# Reference Run Ranking Performance Testing & Development Notebook

In [None]:
import pandas as pd
import matplotlib.pyplot as plt
import seaborn as sns
import numpy as np
import os

import sys
sys.path.append("../src/")
import refrunrank as rrr

sys.path.append("../../../DQMExplore/DQMExploreDEV/src/")
import dqmexplore as dqme

from cmsdials.filters import OMSFilter, OMSPage

dials = dqme.utils.setupdials.setup_dials_object_deviceauth()

## CertHelper

In [None]:
import importlib
importlib.reload(rrr.certhelper)

In [None]:
json_dir = "/eos/home-i02/r/rcruzcan/SWAN_projects/RefRunRank/RefRunRank/jsons/"
ch_refrunjson = "ch_refrunjson.json"
# rr_goldenjson = "Express-Collisions2023_pixel-good_strip-good_track-good.json"
# rr_goldenjson = "rr_golden.json"
rr_goldenjson = 'Express-Collisions-2022-2023-2024_pixel-strip-track-good.json'

chdata = rrr.certhelper.CHRunData(
    os.path.join(json_dir, ch_refrunjson),
    os.path.join(json_dir, rr_goldenjson)
)

chdata.getGoodRuns()

In [None]:
filters = {
    # "run_number":[(352493, 355101)],
    # "run_number": ,
    # "reference_run_number": 312727,
    "run_reconstruction_type": "express",
    # "reference_run_reconstruction_type": "express",
    # "dataset": "/Express/Collisions*/*"

[Dataset rows showing where objects appear]
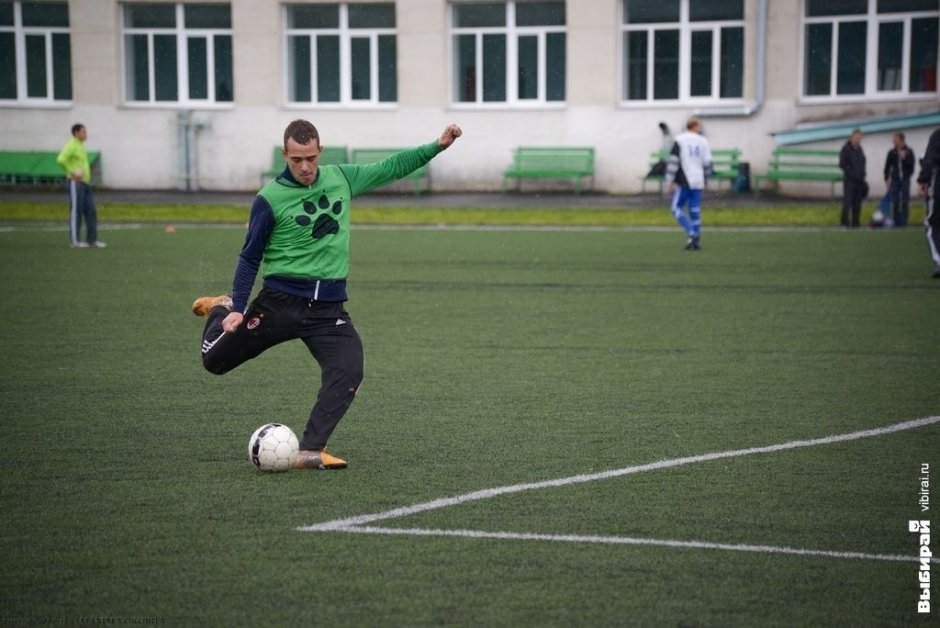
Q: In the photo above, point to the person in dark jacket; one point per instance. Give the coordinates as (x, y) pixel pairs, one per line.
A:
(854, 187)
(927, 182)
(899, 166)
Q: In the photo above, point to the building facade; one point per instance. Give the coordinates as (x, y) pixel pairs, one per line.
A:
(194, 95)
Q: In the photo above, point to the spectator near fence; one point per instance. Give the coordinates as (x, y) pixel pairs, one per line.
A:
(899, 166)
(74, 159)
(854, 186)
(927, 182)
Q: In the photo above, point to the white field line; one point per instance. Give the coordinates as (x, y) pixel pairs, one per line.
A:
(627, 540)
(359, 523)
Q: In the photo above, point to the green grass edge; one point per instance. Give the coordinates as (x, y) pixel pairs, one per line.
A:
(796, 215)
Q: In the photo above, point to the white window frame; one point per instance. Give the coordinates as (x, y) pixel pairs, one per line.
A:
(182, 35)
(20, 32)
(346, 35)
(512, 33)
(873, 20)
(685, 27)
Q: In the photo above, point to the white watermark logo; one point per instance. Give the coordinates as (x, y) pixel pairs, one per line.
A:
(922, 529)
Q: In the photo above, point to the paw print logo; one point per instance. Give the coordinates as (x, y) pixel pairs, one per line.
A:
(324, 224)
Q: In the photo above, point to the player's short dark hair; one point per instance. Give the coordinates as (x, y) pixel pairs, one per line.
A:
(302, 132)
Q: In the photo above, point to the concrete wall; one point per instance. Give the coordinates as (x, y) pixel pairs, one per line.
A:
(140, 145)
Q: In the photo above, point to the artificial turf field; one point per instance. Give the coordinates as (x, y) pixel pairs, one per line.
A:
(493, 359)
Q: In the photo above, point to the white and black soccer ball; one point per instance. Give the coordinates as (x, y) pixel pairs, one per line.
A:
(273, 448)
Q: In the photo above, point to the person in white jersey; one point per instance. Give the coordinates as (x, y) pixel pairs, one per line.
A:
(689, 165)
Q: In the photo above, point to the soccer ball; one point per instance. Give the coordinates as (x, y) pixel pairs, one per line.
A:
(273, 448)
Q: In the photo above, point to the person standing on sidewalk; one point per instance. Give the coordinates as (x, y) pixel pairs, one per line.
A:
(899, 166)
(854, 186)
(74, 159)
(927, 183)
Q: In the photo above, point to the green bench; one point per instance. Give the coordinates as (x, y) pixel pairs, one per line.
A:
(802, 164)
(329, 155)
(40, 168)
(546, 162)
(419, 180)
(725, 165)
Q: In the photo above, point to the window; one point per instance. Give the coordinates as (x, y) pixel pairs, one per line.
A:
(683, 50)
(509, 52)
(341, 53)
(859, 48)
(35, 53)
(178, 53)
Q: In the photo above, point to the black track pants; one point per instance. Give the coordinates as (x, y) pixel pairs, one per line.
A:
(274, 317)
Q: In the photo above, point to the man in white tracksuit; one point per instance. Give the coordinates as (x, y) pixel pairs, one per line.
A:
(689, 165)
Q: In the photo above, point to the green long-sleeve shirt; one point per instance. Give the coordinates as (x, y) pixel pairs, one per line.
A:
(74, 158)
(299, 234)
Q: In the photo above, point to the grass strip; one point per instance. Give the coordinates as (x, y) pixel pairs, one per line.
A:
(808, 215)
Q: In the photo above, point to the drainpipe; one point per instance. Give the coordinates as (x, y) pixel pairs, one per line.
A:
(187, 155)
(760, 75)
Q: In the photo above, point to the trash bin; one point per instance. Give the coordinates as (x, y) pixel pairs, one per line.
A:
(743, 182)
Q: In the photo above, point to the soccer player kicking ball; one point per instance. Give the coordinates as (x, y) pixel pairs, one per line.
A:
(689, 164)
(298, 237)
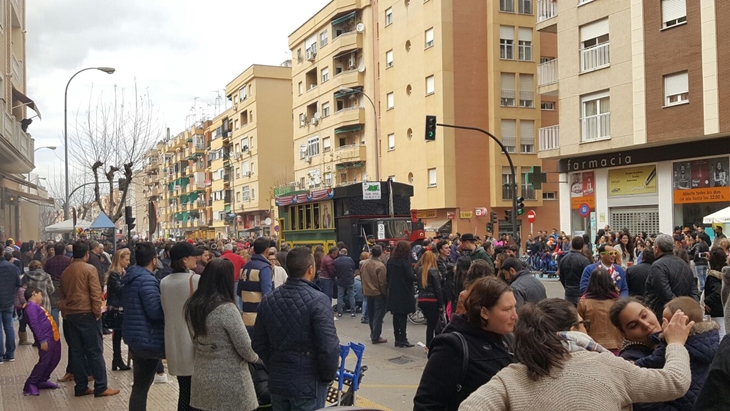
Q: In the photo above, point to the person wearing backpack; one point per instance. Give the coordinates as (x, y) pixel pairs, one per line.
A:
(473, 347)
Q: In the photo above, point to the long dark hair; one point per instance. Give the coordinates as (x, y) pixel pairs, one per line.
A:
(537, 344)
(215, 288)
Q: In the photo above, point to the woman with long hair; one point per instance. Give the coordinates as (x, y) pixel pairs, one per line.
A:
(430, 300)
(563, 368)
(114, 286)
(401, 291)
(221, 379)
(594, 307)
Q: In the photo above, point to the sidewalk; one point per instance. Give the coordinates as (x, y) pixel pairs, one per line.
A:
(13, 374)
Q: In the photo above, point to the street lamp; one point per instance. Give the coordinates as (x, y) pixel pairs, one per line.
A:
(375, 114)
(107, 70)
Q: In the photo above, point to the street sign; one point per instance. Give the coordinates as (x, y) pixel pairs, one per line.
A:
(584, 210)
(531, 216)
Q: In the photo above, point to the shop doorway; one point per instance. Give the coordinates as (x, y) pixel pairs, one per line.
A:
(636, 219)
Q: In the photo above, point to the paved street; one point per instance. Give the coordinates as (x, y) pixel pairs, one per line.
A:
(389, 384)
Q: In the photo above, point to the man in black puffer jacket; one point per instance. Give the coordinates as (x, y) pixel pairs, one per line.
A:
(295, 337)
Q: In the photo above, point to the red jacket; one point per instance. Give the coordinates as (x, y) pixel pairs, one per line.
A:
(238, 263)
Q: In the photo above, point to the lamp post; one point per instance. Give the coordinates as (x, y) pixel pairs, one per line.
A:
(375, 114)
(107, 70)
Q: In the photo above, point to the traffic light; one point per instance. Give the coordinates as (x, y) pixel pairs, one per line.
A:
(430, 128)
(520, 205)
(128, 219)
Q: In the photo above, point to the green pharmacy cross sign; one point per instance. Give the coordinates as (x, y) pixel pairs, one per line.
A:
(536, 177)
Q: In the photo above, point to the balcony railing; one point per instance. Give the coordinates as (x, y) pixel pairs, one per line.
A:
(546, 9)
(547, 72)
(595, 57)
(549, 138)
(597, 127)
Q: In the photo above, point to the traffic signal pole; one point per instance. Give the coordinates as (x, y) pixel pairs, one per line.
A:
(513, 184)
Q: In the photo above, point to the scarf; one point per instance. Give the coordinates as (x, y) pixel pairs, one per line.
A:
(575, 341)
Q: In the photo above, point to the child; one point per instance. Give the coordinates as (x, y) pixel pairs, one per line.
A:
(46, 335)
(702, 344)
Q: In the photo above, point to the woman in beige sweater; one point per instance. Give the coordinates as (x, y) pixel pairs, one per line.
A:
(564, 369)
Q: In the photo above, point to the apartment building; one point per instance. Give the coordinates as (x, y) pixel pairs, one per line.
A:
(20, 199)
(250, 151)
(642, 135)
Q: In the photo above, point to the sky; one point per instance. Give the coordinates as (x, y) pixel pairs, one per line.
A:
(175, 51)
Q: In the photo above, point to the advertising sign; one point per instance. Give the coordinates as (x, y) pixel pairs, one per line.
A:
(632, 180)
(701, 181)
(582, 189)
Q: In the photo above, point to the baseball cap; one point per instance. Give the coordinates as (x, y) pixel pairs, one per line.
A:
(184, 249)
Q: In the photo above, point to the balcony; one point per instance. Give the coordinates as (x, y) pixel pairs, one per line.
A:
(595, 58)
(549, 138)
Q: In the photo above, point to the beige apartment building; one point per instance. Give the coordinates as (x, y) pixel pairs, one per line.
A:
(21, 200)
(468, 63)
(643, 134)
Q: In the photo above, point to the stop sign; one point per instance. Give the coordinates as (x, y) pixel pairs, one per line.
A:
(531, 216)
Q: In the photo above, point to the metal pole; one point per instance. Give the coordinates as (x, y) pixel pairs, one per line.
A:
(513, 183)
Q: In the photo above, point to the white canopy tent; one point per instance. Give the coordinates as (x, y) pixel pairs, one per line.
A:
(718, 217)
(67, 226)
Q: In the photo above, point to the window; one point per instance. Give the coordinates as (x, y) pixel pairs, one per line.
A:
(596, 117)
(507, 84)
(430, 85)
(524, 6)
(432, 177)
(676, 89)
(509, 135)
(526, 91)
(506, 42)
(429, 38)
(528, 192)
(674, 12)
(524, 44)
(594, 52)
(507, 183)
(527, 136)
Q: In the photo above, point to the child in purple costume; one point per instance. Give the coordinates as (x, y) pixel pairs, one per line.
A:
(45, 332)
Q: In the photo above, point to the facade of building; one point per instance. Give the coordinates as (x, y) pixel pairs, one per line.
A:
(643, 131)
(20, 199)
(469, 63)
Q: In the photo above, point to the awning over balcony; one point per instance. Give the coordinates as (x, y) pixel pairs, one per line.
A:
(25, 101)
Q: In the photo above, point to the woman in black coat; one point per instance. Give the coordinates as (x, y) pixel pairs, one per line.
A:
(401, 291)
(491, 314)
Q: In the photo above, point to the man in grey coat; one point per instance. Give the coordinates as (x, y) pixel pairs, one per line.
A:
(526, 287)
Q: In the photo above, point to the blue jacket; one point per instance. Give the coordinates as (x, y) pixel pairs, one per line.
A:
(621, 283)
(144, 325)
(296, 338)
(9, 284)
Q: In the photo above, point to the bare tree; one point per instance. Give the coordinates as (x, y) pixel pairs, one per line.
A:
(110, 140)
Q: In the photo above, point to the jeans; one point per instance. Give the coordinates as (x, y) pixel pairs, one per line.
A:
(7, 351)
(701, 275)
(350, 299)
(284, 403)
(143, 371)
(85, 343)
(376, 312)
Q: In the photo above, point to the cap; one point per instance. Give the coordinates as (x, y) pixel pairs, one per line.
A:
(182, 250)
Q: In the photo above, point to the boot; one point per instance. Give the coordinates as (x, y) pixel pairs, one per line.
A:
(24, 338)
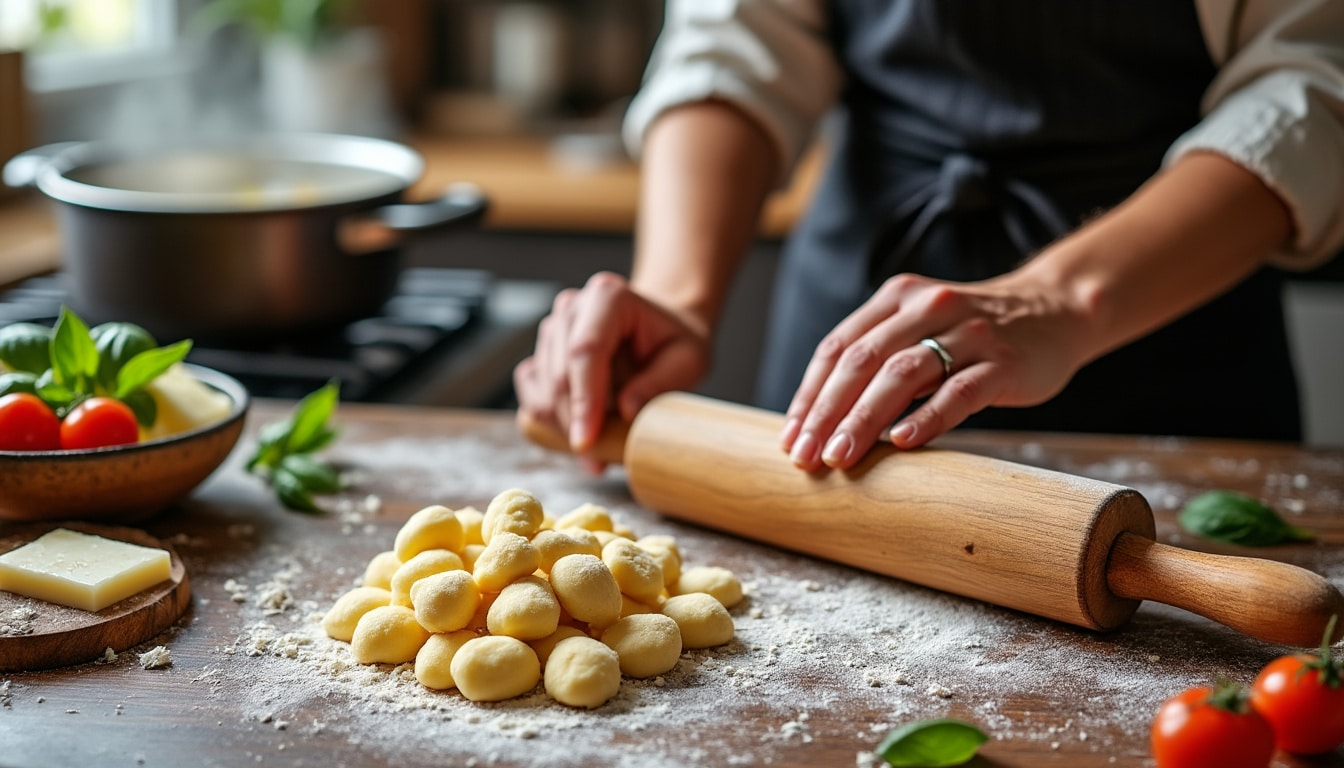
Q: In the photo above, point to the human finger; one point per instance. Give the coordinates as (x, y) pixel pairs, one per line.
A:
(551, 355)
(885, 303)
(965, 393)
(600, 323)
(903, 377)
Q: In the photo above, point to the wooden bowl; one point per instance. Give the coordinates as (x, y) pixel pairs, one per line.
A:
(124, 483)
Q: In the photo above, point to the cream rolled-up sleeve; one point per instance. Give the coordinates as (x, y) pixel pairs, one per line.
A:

- What is needed
List every module the notebook imports under an alias, and give each alias.

- Full response
- pandas as pd
- matplotlib.pyplot as plt
- seaborn as sns
- numpy as np
- refrunrank as rrr
- dqmexplore as dqme